What is needed here is every entry, retyped exactly.

* **Records**
········
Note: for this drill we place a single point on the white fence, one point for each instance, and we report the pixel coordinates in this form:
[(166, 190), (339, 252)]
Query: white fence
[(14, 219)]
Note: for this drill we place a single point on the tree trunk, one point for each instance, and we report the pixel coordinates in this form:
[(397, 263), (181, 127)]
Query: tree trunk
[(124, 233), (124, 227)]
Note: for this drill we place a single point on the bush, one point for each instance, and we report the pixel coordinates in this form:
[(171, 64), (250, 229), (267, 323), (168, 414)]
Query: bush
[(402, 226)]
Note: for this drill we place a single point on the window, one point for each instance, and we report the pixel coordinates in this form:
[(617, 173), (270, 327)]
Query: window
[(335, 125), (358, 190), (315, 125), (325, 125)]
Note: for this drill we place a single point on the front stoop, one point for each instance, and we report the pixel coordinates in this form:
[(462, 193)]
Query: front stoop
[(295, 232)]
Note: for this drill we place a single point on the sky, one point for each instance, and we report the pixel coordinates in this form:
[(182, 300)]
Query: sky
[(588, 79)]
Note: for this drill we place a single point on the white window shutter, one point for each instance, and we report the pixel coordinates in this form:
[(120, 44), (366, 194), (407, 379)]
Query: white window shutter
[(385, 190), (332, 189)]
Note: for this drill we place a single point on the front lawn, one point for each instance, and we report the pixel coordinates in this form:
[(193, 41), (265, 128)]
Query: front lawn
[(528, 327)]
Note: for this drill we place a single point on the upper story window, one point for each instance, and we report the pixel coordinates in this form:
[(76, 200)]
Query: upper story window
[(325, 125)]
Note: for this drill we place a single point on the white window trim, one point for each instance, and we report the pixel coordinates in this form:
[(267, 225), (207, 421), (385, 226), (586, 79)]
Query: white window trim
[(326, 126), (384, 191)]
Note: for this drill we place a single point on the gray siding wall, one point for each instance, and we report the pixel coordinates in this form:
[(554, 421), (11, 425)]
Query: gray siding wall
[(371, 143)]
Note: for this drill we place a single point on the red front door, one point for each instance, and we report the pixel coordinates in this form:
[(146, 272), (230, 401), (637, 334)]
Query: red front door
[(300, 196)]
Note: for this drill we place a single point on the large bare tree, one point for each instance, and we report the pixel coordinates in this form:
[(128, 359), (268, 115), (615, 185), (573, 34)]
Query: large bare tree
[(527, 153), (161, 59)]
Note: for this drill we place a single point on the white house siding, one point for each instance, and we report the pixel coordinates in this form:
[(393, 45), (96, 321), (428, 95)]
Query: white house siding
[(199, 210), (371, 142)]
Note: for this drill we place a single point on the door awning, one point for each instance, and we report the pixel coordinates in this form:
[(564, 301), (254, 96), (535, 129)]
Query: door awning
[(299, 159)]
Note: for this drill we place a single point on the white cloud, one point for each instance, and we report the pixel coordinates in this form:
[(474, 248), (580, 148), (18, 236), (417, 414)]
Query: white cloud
········
* **Output of the task**
Note: for this drill we place a single point on the white fence, one point for each instance, and we report the pixel coordinates in this form:
[(166, 190), (339, 252)]
Query: white fence
[(14, 219)]
Note: for this drill we place a single point on the tree trunk, one point for each instance, and we report the pixel coordinates in this form:
[(397, 263), (181, 127)]
Query: tree trunk
[(124, 233), (124, 227)]
Note: for this drill we place a single point on the bush, one point for each instance, and we report the pixel coordinates in this form:
[(171, 64), (250, 229), (267, 323), (168, 414)]
Query: bush
[(402, 226)]
Note: for this drill we place a single point on the window, one point for each instance, and we report the pixel coordinates in this form:
[(617, 173), (270, 327)]
Query: window
[(335, 125), (358, 190), (315, 125), (325, 125)]
Note: for this drill we place a single point on the front stoop, one point for each instance, and we report the pixel coordinates in this form:
[(462, 193)]
Query: front stoop
[(295, 232)]
Note: for this drill we place a single point on the sky, one point for each instance, and we report the pixel coordinates in this form:
[(182, 300)]
Query: sky
[(588, 79)]
Note: for this drill we place a single point on the white window shutter, one point for each instance, and we report the pixel coordinates in this form:
[(120, 44), (366, 194), (407, 379)]
Query: white window shutter
[(385, 190), (332, 189)]
Note: for this drill we place a single point on the front lawn, one point for each instance, and we report the pixel coordinates in this form:
[(193, 41), (265, 128)]
Query: front lawn
[(528, 327)]
Note: for this drill we place a single point on the upper story window, one point for each instance, and we report the pixel coordinates in this form:
[(76, 200)]
Query: upper story window
[(325, 125)]
Note: for this drill we place a single point on the white window trim, one point for each instance, and we report the pixel coordinates in this form:
[(267, 225), (207, 421), (385, 226), (586, 79)]
Query: white window trim
[(326, 126), (384, 191)]
Note: for this drill we place a single point on the gray siding wall, one point for each instance, and we report the pixel coordinates in this form:
[(554, 421), (11, 425)]
Query: gray siding wall
[(371, 143)]
Note: for this drill we place a single point on the red front door, one point for each instance, and we report the pixel coordinates in this form:
[(146, 272), (230, 401), (637, 334)]
Query: red front door
[(300, 196)]
Note: for this drill we place a single point on the large bare tree, one point for each instance, and we report the pixel coordinates in this form:
[(128, 359), (268, 115), (615, 185), (573, 34)]
Query: large bare tree
[(527, 153), (161, 59)]
Note: for this drill we place a single point on the white house siding, one point for each instance, and we report the pixel coordinates in this form:
[(393, 45), (96, 321), (428, 95)]
Query: white house siding
[(199, 210), (371, 142)]
Note: for this drill we place a single point on the door awning, one point for each instance, and we report the pixel coordinates in this form:
[(564, 301), (254, 96), (535, 129)]
Query: door awning
[(299, 159)]
Note: for this drill we place a single point on the white cloud, one point for each instance, and we report the pixel coordinates in this form:
[(474, 248), (580, 148), (18, 236), (417, 414)]
Query: white cloud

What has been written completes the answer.